• [WHAT TO WORK ON]: Retype everything in the items below, from their very beginning down to and including the line that contains "[[311, 247, 389, 293]]". Leave the pictures out of your copy.

Lines of data:
....

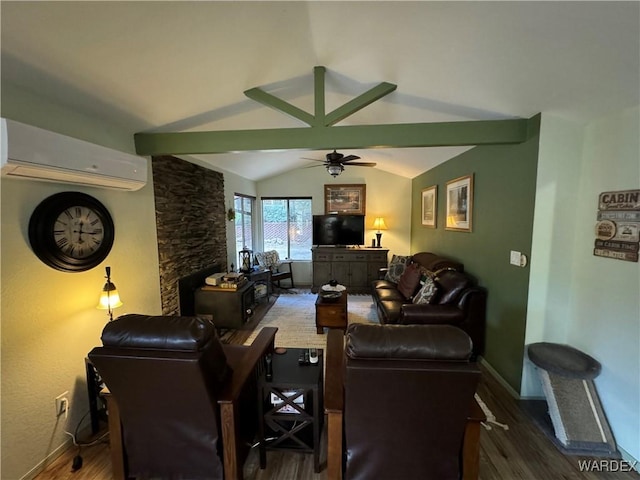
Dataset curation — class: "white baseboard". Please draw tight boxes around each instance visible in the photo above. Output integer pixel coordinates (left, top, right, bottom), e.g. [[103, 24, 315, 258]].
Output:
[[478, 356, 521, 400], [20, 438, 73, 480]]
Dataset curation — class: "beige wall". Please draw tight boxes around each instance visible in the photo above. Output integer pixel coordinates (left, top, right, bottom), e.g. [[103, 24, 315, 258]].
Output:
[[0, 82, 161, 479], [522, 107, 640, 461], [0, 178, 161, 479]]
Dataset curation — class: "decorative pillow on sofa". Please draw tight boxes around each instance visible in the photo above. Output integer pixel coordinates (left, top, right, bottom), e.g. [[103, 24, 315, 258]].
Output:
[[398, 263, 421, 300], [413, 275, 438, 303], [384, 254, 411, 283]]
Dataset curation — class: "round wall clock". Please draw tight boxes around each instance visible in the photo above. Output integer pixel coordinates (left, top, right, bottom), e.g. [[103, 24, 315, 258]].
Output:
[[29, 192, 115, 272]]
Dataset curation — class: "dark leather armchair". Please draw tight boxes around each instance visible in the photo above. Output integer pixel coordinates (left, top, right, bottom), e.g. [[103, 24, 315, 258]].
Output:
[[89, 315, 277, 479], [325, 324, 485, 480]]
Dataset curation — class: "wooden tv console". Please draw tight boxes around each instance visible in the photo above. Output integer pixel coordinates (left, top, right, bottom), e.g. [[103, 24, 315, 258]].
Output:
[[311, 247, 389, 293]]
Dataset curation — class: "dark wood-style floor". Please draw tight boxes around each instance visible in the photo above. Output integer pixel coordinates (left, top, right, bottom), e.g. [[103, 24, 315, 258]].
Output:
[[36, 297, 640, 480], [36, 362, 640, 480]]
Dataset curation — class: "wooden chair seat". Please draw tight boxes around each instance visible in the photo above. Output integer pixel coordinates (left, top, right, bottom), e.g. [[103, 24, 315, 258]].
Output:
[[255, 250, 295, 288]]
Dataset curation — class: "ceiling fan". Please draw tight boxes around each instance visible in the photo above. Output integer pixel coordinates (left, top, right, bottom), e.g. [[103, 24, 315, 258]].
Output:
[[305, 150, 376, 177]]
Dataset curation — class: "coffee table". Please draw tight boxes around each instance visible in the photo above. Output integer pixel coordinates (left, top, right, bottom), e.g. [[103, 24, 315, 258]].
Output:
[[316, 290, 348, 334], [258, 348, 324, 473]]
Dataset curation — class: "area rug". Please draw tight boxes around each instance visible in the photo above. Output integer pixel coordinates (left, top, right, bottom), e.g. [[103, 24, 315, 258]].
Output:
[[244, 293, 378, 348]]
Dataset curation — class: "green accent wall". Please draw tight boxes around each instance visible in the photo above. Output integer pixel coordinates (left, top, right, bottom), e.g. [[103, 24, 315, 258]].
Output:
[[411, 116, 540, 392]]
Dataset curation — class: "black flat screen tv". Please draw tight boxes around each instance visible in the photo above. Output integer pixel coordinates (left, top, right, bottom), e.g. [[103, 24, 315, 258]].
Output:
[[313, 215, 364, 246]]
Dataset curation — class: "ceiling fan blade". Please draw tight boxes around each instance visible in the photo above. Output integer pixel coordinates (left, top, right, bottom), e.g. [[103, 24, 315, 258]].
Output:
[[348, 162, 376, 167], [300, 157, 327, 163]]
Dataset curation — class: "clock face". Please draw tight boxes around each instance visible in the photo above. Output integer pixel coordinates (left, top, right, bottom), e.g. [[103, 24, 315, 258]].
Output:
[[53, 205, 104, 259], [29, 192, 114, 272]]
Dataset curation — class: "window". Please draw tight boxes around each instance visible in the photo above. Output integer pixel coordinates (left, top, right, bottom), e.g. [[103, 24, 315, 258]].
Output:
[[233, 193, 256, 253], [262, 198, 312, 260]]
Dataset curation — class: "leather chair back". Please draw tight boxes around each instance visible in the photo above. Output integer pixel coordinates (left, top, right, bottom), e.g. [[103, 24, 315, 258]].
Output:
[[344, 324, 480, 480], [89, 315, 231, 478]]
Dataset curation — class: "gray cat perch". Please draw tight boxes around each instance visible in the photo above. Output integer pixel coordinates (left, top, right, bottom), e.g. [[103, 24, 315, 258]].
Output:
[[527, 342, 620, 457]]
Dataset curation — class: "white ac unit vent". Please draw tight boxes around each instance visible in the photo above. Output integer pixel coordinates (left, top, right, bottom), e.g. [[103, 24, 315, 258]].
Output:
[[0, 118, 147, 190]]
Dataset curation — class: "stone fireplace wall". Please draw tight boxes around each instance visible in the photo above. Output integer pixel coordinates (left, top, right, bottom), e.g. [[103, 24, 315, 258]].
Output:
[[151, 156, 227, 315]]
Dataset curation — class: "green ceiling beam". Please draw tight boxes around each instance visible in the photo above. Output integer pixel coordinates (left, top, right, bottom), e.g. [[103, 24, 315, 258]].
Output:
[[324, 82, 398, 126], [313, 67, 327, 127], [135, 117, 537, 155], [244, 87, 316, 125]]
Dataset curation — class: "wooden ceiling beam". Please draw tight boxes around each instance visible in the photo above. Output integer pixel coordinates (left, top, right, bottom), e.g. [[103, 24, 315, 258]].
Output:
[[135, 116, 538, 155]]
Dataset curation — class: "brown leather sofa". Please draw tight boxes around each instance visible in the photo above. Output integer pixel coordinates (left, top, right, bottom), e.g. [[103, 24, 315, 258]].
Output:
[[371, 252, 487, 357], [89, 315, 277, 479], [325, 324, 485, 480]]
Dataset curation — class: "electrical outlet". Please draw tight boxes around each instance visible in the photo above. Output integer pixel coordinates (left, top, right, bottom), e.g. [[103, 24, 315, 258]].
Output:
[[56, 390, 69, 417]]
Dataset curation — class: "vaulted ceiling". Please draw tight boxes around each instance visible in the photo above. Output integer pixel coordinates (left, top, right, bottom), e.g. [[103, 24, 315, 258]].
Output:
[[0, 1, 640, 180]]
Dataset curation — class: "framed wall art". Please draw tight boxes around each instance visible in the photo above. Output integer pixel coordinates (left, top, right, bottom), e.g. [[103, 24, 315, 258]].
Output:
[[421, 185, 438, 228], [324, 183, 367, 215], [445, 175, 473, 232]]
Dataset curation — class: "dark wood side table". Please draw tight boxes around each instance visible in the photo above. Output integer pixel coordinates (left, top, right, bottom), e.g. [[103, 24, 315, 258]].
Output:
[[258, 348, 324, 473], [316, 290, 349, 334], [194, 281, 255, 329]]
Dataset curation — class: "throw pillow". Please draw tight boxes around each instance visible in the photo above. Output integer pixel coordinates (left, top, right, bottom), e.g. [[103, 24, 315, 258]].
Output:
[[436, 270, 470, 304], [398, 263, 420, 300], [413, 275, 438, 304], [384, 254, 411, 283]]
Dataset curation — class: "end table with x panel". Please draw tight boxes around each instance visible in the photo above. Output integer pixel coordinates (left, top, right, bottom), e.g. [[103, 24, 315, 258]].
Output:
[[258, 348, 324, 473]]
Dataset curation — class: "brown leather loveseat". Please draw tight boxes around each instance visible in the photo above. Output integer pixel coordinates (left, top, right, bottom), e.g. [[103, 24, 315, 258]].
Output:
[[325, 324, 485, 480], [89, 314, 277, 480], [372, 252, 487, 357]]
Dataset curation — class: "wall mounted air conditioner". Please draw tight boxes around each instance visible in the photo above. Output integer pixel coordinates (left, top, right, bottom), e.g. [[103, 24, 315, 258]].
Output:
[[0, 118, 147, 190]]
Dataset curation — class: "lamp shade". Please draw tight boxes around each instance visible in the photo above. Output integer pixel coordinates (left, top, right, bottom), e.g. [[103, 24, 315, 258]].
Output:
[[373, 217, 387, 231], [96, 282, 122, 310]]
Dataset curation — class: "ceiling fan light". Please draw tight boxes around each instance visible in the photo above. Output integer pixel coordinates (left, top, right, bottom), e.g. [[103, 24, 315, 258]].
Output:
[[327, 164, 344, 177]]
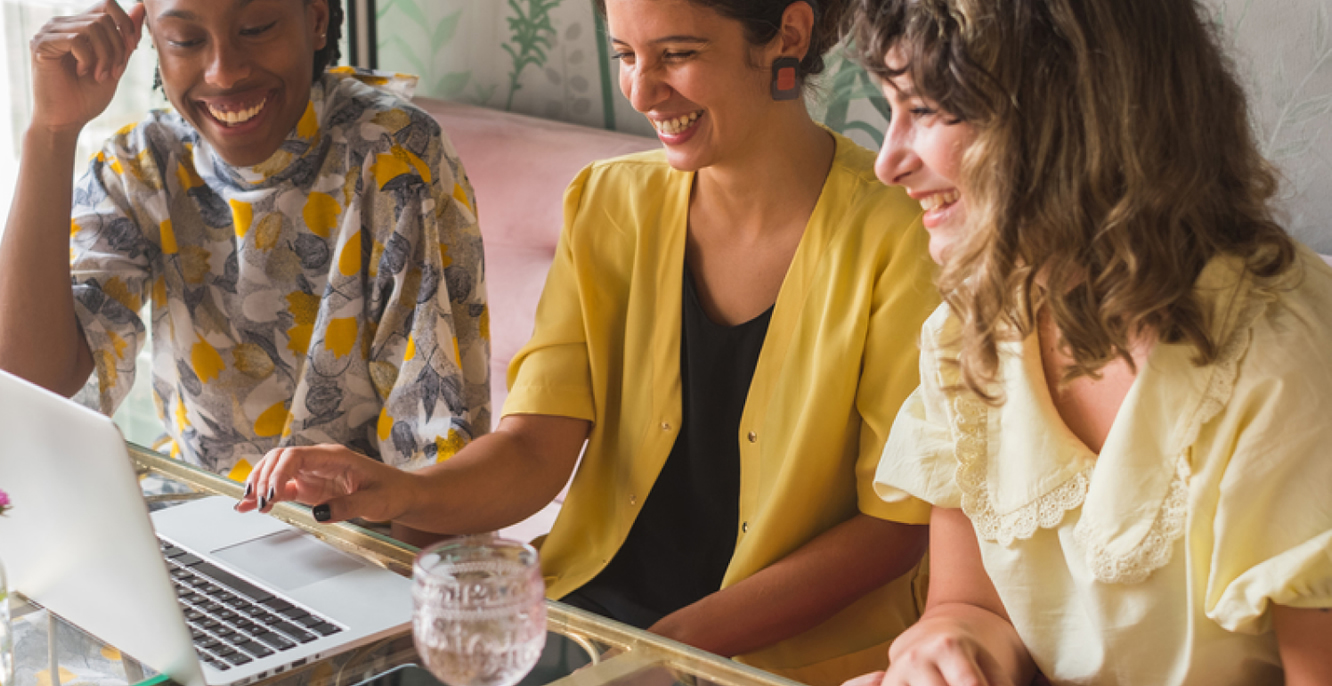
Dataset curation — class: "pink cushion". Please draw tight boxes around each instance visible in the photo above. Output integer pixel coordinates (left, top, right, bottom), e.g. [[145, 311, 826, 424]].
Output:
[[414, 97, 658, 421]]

....

• [TASK OUTPUT]:
Dataset curation — class: "white baseboard". Please draw tight boxes around each instance visible in the photo above. Output integer pixel coordinates (left, top, right, bottom), e.g. [[103, 24, 315, 258]].
Output:
[[478, 356, 521, 400], [20, 438, 73, 480]]
Dataset curation — class: "beige wall". Please draw tight boxes around each instance visible in the photo above. Output integer pixel coordinates (left, top, right, bottom), e.g. [[103, 24, 315, 258]].
Output:
[[0, 82, 161, 479], [522, 107, 640, 461], [0, 178, 161, 479]]
Dataset curation — class: "decorative pillow on sofa". Please draw tight boxes around each instance visible in the photo above. Output integer pixel coordinates (left, top, right, bottom), e.g. [[103, 24, 315, 258]].
Output:
[[398, 263, 421, 300], [413, 275, 438, 303], [384, 254, 411, 283]]
Dataset curation — class: "round wall clock". Please draw tight boxes around each instance visible in the photo above. Output integer pixel coordinates (left, top, right, bottom), e.g. [[103, 24, 315, 258]].
Output:
[[29, 192, 115, 272]]
Dataset curation — class: "dark leather armchair". Please draw tight boxes around each instance visible in the photo above. Output integer pixel coordinates (left, top, right, bottom), e.g. [[103, 24, 315, 258]].
Output:
[[89, 315, 277, 479], [325, 324, 485, 480]]
Dataset curation — class: "wooden tv console". Please draw tight boxes around each instance visible in the photo above. Output integer pixel coordinates (left, top, right, bottom), e.g. [[103, 24, 315, 258]].
Output:
[[311, 247, 389, 293]]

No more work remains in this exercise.